Your task is to repeat the data exactly, every line of it.

[Records drawn from a dataset]
● ● ● ●

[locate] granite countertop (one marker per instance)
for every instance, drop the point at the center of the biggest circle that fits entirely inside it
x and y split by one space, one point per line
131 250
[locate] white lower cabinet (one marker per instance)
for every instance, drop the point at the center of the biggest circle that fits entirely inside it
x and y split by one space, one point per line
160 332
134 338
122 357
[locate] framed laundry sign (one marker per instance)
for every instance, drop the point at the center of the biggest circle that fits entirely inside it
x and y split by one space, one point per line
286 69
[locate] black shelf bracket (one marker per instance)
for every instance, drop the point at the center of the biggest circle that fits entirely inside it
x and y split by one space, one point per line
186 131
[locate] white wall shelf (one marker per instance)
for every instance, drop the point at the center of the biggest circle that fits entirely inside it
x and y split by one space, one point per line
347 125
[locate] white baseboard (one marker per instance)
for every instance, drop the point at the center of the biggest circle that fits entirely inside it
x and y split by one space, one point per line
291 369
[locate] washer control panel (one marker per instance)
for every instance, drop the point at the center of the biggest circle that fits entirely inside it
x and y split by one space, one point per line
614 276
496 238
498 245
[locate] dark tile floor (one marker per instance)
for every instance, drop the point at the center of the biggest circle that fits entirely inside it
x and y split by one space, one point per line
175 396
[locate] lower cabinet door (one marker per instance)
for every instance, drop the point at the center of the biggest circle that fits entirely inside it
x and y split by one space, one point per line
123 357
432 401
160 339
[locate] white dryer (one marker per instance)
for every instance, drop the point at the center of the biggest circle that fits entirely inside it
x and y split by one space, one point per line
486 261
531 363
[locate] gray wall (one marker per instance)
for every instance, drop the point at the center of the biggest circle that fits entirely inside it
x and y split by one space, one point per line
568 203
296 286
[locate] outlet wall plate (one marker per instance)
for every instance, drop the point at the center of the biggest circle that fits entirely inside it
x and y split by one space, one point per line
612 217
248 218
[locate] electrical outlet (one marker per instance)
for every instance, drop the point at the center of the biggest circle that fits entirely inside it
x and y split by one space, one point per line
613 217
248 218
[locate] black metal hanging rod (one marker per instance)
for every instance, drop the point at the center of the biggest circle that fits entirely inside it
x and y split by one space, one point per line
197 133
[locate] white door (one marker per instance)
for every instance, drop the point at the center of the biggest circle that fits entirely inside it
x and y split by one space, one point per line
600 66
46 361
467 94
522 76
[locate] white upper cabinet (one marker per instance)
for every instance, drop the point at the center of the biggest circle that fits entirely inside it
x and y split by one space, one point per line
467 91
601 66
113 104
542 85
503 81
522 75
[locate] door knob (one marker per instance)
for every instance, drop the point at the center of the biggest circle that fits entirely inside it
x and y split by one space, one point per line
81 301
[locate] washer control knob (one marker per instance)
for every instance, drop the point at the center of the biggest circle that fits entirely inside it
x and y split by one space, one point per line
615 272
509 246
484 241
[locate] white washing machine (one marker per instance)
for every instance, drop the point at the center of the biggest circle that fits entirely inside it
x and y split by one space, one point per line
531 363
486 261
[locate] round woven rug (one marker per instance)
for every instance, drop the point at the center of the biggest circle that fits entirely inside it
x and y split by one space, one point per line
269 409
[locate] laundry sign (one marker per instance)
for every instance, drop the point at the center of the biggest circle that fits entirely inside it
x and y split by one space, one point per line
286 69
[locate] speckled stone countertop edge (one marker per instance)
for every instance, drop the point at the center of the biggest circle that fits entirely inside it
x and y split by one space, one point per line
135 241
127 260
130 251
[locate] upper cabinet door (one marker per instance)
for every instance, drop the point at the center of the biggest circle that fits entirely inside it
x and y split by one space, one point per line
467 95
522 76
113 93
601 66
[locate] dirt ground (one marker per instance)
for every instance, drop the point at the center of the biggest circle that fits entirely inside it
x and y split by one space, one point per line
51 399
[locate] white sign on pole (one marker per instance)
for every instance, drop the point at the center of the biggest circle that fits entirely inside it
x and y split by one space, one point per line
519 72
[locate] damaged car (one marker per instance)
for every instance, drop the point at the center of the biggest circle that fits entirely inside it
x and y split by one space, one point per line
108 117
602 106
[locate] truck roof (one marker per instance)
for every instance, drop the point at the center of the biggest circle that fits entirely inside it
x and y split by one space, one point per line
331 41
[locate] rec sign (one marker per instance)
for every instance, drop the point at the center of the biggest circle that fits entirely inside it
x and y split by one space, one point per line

● ● ● ●

- SOLUTION TO THE EXERCISE
[locate] granite countertop (one marker per instance)
for every instance, drop the point at the center of the biggest circle that fits entirely inside it
x and y split by one space, one point per line
131 250
[locate] white lower cabinet (one marker per instance)
for every instance, drop the point at the center of the biggest circle that fits entirely inside it
x and y split by one space, one point per line
160 332
134 338
122 357
[locate] framed laundry sign (one marker per instance)
for every instance, drop the point at the center of the biggest circle that fits entirely inside it
x and y split by one space, one point per line
286 69
[locate] black shelf bracket (one marker per instance)
for every instance, drop the point at the center of the biggest circle that fits entirely inside it
x and y split by one space, one point per line
186 131
[locate] white wall shelf (one marker per instance)
for every instance, drop the point at the center of the biggest circle that fits entirely inside it
x and y split by one space, one point per line
347 125
[locate] white baseboard (one marker per instance)
for every instance, drop the point at the center of the biggest circle that fits entirely inside it
x and y split by one space, one point per line
291 369
[locate] washer control panel (one marker per instance)
for every instance, drop the point at the center of the biggest circle that fits entirely inside it
x and y split by one space, one point per line
614 276
496 238
498 245
[locate] dark tile floor (one marker per instance)
for every instance, drop the point at the center of the biggest circle that fits entirely inside it
x and y split by one space, one point per line
175 396
[locate] lower cabinet door (one marker per instance)
for every instance, drop the point at the center of the biggest circle that fits entirely inside it
x and y split by one space, one point per line
123 357
432 401
160 339
[locate] white dryer (one marker per instance)
for every instance, drop the point at the center of the biggest circle that fits entirely inside it
x and y split by one space, one point per line
486 261
531 363
[locate] gray wall (one marker per instance)
for every instance, drop the point at the center of the biggest circle that fits entirely inside it
x and y split by one space, one point per line
568 203
296 286
[locate] outlet wall plate (one marker per instance)
for every instance, drop the point at the center of the biggest circle that fits entirely inside it
x and y split by one space, one point per line
612 217
248 218
[locate] electrical outlet (one marker per instance)
for every instance, drop the point at the center of the biggest circle that fits entirely inside it
x and y split by one space, one point per line
613 217
248 218
[locate] black metal hanging rod (one marker per instance)
for every instance, drop the point at the center of the biggest circle that fits entirely inside it
x and y split by one space, one point per line
197 133
[locate] white door (one marker per instance)
for every instance, drop the point at the center of the biggest circle that fits entirely inside it
x and y split by one space, one point per line
600 66
46 361
467 94
522 76
[locate] white upper cabinet (one marker per instance)
for every instance, drop the point at the center of the biggest circle that fits entirely inside it
x and y split by one space, one point per line
467 91
601 66
113 104
542 85
503 81
522 75
[locate] door knob (one marker per instance)
for every instance, drop the point at the center of the biggest circle that fits entirely inside it
x and y split by one space, one point per line
81 301
[locate] washer control knob (one marker per instance)
for every instance, drop the point at the center of the biggest circle that fits entirely inside it
x and y split by one space, one point per line
615 272
509 246
484 241
[locate] white washing machine (one marker per instance)
for every instance, drop the point at the center of the biggest circle that fits entirely inside it
x and y split by one space, one point per line
531 363
486 261
[locate] round woven rug (one marker per instance)
for every instance, drop the point at the center of the biggest circle that fits entirely inside it
x and y split by one space, one point per line
269 409
[locate] laundry sign (one marker per instance)
for every instance, drop the point at the center of the biggest circle that fits entirely inside it
x and y split by one space, one point per line
286 69
[locate] speckled stone countertop edge (one marker per instance)
for every instance, drop the point at the center of the biggest circle that fits entirely inside it
x and y split by one space, one point per line
135 241
127 260
130 251
[locate] upper cabinet door (one marker per instance)
for every instance, drop the point at the center of the biggest circle that fits entirely inside it
x and y split by one space, one point per line
467 95
522 76
113 93
601 66
[locate] dirt ground (one marker per instance)
for every instance, drop the point at the center of the biggest circle that fits entirely inside it
x and y split by one space, one point per line
51 399
[locate] white sign on pole (one marker per instance)
for every instance, drop the point at the center of the biggest circle that fits entirely inside it
x and y split by one space, one point per line
519 72
[locate] damaged car (one marker per instance)
for every instance, drop the point at the center of the biggest circle that fits entirely inside it
x and y split by one space, one point per line
108 117
602 106
[locate] truck roof (one marker per instance)
for every instance, drop the point at the center of the biggest circle that fits entirely inside it
x and y split by one space, one point per line
331 41
[locate] rec sign (one marker per instance)
for every instance, drop the point at the center of the biggest circle that fits entirely inside it
x and y split by one space, one point per line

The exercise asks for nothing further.